▸ TASK INSTRUCTIONS
Scale the data from its first line through the line with "[1105, 646]", both ends included. Rewrite every line, requests too, multiplying each answer coordinate by 0.55 and rounding to whole numbers (halves up), leaving request lines and their format samples unchanged, omitting the pictures, and adding nothing past that line.

==============================

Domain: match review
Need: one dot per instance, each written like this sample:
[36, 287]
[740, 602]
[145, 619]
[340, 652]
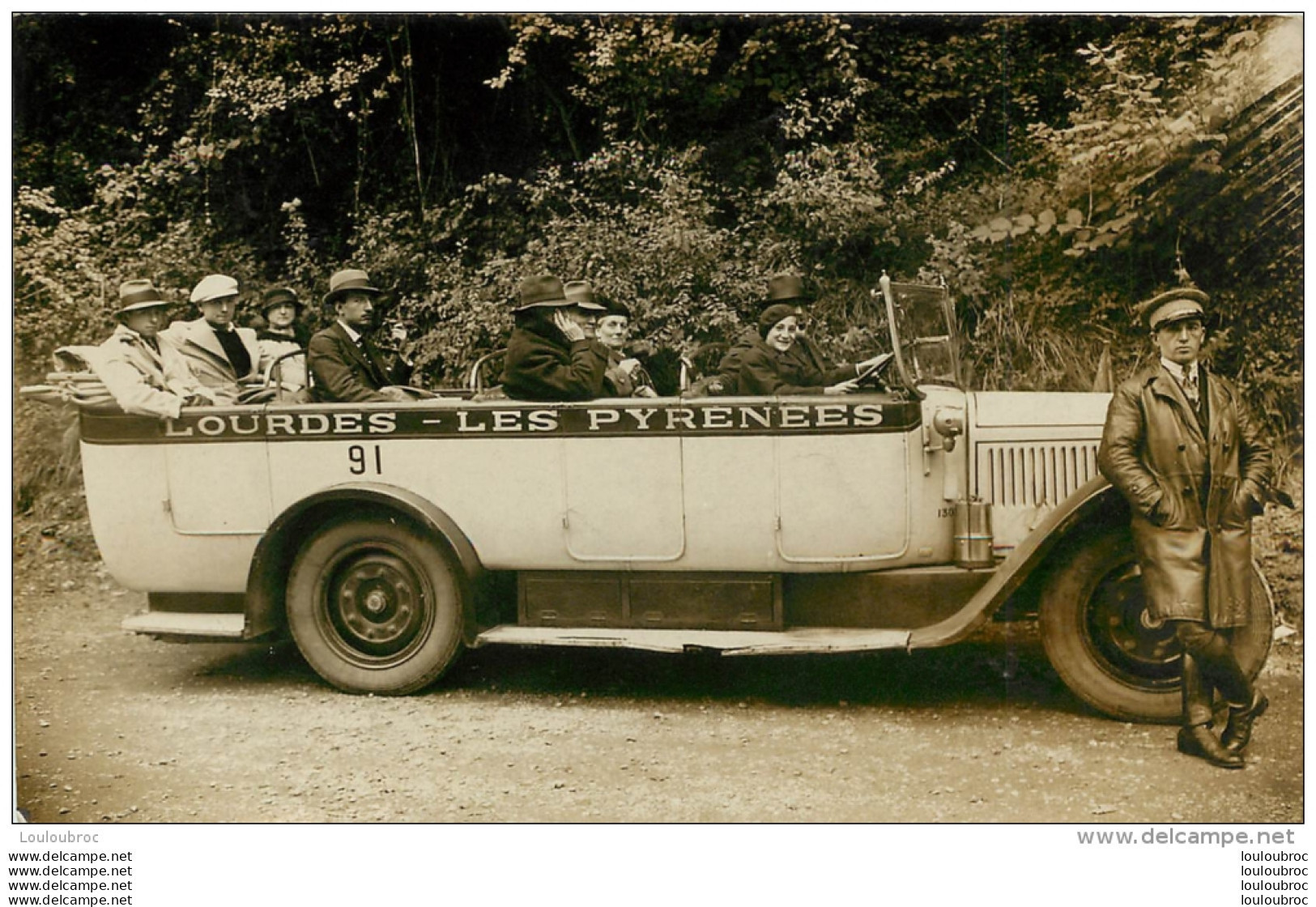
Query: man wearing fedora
[1182, 449]
[143, 373]
[804, 353]
[625, 376]
[552, 353]
[282, 336]
[347, 365]
[221, 355]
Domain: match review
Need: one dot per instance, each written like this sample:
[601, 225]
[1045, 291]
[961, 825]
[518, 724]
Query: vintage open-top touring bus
[387, 538]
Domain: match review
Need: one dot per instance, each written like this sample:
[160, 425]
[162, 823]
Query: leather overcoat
[1195, 560]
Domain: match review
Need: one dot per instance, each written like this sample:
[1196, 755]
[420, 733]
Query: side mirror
[949, 423]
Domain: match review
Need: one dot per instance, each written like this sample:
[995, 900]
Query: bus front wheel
[375, 607]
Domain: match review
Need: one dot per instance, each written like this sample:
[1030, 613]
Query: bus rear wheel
[375, 607]
[1105, 646]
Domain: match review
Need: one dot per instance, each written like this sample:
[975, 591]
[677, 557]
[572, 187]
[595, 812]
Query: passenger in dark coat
[804, 355]
[769, 368]
[625, 376]
[345, 364]
[1181, 446]
[552, 353]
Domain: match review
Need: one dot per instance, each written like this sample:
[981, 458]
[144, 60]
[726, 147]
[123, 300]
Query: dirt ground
[117, 728]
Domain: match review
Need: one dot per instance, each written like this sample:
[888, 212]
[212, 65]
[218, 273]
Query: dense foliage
[1052, 170]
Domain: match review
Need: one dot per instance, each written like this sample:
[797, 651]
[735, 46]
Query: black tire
[1101, 640]
[375, 607]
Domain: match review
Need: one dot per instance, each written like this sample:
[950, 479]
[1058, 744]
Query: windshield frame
[933, 303]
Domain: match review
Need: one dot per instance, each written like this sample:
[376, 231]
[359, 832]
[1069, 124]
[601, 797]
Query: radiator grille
[1031, 475]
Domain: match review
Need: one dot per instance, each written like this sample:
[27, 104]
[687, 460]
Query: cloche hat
[279, 296]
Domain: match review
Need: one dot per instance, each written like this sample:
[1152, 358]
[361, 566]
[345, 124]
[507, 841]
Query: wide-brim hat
[611, 307]
[541, 292]
[214, 287]
[279, 296]
[347, 281]
[786, 288]
[1174, 305]
[134, 295]
[582, 294]
[773, 315]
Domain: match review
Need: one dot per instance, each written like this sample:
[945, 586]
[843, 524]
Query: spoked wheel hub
[374, 604]
[1128, 641]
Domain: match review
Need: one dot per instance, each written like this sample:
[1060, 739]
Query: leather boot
[1195, 738]
[1198, 692]
[1199, 741]
[1238, 730]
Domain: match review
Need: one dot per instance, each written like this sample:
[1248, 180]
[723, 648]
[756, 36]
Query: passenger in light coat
[1181, 446]
[220, 355]
[283, 336]
[143, 372]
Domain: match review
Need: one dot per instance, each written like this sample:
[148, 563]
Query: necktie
[1190, 387]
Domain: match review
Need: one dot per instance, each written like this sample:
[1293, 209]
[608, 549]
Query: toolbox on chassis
[387, 538]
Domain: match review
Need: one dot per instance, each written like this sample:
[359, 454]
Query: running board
[728, 643]
[187, 625]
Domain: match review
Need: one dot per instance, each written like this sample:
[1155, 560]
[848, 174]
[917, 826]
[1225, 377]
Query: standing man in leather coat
[1181, 446]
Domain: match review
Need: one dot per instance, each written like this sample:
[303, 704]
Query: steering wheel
[871, 377]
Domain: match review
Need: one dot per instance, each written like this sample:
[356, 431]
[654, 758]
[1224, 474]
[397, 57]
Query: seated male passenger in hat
[625, 376]
[347, 365]
[552, 353]
[804, 353]
[220, 355]
[283, 334]
[769, 368]
[143, 373]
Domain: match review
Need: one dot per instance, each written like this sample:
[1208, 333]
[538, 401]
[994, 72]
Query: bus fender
[1094, 505]
[278, 548]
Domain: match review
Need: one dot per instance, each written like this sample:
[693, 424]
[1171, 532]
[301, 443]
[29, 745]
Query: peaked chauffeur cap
[214, 287]
[1174, 305]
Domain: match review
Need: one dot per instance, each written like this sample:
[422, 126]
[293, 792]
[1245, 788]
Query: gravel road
[116, 728]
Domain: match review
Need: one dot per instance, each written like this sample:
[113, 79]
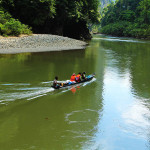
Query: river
[111, 112]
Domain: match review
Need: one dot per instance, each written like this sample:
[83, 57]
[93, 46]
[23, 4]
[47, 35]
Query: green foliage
[11, 26]
[127, 18]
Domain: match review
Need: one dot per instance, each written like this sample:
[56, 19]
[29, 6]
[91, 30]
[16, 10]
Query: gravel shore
[38, 43]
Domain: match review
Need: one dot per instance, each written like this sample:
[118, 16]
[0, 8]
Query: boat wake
[10, 92]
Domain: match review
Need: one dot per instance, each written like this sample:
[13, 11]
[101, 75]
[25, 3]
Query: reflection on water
[110, 112]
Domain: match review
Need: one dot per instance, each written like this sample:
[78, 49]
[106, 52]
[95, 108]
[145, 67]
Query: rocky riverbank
[38, 43]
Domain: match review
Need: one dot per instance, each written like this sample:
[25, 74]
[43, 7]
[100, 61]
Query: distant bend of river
[111, 112]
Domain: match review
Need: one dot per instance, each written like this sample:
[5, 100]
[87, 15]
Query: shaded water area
[111, 112]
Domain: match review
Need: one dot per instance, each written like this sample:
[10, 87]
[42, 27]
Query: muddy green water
[111, 112]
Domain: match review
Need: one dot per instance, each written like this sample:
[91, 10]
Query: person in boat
[55, 83]
[83, 76]
[78, 77]
[73, 79]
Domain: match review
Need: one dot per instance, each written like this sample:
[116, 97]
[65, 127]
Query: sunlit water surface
[111, 112]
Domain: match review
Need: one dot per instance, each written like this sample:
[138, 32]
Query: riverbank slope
[38, 43]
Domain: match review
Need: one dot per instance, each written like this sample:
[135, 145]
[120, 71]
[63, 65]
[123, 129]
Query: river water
[111, 112]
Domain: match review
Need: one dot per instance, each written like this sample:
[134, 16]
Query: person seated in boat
[83, 76]
[55, 83]
[78, 77]
[73, 78]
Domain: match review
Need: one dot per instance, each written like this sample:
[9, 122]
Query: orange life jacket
[73, 78]
[78, 78]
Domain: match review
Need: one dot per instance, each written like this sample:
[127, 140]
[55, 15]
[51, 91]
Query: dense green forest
[68, 17]
[129, 18]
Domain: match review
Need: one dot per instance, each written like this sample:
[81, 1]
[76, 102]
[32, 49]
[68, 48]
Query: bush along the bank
[10, 26]
[129, 18]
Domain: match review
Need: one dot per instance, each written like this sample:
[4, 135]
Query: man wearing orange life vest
[73, 78]
[78, 77]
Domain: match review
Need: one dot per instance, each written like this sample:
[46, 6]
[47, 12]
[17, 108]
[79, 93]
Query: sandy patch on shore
[38, 43]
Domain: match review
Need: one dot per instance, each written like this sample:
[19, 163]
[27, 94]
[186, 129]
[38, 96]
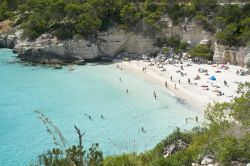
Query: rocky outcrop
[48, 49]
[236, 56]
[116, 40]
[7, 41]
[174, 147]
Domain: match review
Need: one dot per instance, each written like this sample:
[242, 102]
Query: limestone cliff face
[48, 47]
[236, 56]
[115, 41]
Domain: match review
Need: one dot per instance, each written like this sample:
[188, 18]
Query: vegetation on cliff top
[66, 18]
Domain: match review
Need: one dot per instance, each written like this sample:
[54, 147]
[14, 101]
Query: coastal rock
[236, 56]
[116, 40]
[107, 44]
[174, 147]
[7, 41]
[48, 47]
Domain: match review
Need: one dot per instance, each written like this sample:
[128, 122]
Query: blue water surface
[65, 96]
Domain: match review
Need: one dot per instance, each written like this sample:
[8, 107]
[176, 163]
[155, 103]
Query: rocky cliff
[48, 48]
[236, 56]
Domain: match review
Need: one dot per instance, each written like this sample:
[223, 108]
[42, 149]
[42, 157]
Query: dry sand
[193, 93]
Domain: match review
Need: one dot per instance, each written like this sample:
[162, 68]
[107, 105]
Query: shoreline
[198, 93]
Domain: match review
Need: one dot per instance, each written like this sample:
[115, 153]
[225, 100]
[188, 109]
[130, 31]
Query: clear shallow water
[66, 96]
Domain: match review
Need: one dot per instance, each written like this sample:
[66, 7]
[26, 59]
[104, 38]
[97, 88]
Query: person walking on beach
[196, 118]
[142, 129]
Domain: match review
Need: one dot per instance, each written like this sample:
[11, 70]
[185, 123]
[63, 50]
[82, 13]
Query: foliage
[219, 136]
[76, 17]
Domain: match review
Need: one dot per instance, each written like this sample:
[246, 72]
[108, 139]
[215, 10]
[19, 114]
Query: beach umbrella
[212, 78]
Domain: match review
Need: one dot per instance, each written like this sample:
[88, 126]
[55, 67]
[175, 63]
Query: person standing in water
[142, 129]
[155, 95]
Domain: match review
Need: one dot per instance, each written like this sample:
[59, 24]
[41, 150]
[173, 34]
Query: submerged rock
[174, 147]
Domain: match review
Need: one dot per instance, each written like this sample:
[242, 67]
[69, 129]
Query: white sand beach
[198, 92]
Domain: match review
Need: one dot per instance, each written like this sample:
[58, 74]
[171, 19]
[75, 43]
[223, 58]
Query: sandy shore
[198, 92]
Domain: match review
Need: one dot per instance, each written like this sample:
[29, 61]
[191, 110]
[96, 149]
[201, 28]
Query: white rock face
[115, 41]
[236, 56]
[109, 43]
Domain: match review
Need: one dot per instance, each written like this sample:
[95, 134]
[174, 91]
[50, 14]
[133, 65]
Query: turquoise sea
[65, 96]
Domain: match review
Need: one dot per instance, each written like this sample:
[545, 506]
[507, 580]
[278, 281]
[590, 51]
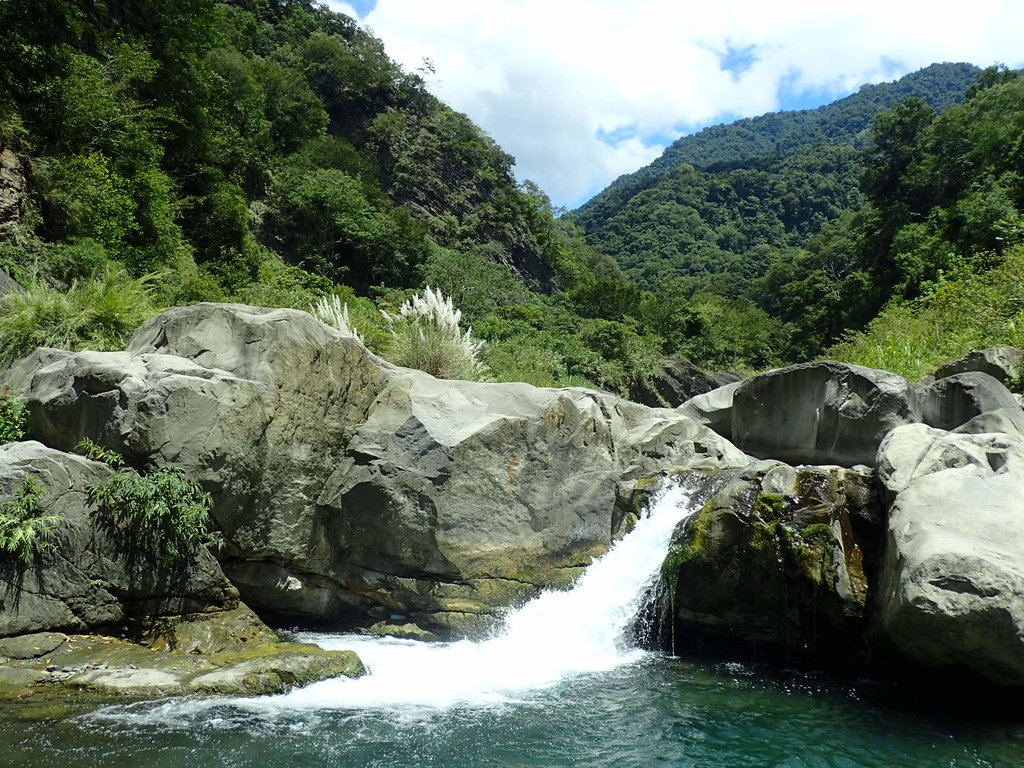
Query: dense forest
[269, 152]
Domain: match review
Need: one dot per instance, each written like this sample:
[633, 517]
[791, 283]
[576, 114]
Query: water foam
[552, 637]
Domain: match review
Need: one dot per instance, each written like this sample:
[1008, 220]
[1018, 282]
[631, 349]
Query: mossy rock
[771, 561]
[95, 667]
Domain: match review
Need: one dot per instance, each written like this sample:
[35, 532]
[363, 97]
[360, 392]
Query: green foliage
[25, 531]
[13, 416]
[426, 335]
[967, 310]
[95, 452]
[96, 313]
[162, 513]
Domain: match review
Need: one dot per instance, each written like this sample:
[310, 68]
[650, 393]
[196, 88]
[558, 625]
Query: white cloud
[548, 78]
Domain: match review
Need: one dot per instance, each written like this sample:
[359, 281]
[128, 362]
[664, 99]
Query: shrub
[426, 335]
[24, 530]
[97, 453]
[163, 514]
[12, 417]
[96, 313]
[333, 311]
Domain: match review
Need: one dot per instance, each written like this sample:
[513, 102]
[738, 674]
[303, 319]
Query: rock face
[956, 398]
[951, 589]
[87, 583]
[346, 486]
[775, 561]
[999, 363]
[820, 413]
[713, 409]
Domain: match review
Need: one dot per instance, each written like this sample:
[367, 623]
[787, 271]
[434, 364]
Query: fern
[24, 530]
[163, 513]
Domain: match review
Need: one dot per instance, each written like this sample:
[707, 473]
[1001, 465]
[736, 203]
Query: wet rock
[713, 409]
[103, 667]
[776, 560]
[343, 483]
[32, 646]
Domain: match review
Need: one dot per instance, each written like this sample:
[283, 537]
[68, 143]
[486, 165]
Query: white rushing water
[556, 635]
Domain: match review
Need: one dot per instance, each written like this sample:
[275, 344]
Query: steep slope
[719, 201]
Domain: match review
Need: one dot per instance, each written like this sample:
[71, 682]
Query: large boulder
[713, 409]
[774, 561]
[951, 586]
[820, 413]
[1000, 363]
[956, 398]
[348, 487]
[89, 580]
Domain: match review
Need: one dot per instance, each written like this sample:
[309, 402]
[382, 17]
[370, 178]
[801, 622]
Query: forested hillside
[269, 152]
[807, 223]
[718, 207]
[165, 152]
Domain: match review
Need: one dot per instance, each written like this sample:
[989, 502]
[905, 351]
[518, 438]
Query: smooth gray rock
[713, 409]
[1000, 420]
[820, 413]
[999, 363]
[346, 485]
[956, 398]
[951, 587]
[88, 582]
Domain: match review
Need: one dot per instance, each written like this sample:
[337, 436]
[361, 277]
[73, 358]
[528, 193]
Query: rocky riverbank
[854, 515]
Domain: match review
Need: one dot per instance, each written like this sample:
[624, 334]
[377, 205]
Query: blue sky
[581, 91]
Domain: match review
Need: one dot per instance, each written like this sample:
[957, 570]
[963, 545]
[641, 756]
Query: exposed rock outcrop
[1000, 363]
[956, 398]
[820, 413]
[951, 590]
[346, 486]
[88, 581]
[775, 561]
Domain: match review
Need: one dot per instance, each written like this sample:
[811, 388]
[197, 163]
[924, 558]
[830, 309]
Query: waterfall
[552, 637]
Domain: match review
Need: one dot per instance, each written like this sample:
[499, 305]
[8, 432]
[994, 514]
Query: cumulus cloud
[581, 91]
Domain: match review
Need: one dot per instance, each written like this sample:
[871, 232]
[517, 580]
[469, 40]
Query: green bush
[24, 530]
[967, 310]
[12, 418]
[161, 514]
[426, 335]
[96, 313]
[97, 453]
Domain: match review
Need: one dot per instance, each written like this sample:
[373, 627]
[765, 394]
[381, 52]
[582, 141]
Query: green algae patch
[102, 668]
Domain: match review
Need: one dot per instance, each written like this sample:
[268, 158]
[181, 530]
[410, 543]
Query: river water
[561, 685]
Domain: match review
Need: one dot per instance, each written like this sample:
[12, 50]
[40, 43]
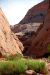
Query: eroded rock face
[35, 14]
[9, 43]
[39, 45]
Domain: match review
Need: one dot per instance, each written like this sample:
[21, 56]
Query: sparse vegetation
[20, 65]
[36, 65]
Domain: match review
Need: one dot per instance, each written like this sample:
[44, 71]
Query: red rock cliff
[9, 43]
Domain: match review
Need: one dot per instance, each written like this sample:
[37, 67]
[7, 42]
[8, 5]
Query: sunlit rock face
[39, 45]
[36, 13]
[9, 43]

==============================

▸ RESPONSE
Domain: match review
Need: one dot per instance, each written like this sample:
[36, 287]
[740, 602]
[145, 619]
[340, 652]
Query: man wearing fedora
[650, 247]
[79, 205]
[442, 194]
[344, 207]
[304, 194]
[155, 185]
[191, 201]
[122, 195]
Domain: match review
Need: one dot per instance, each written like this sample:
[601, 225]
[1045, 291]
[961, 825]
[518, 724]
Query: vintage open-top touring bus
[213, 296]
Domain: match review
Need: one dot per instance, each written like this sample:
[160, 425]
[162, 823]
Query: leather overcoat
[657, 308]
Domain: match review
Need: one dot per instance, each written like this sample:
[1196, 755]
[420, 733]
Query: side mirror
[522, 233]
Domain: match review
Need: one dot per instance, each written like this sample:
[995, 900]
Query: bus front wheel
[206, 334]
Domain: match review
Need: one dot per instance, each written like this sample:
[1030, 613]
Query: bus rear wheel
[206, 334]
[608, 355]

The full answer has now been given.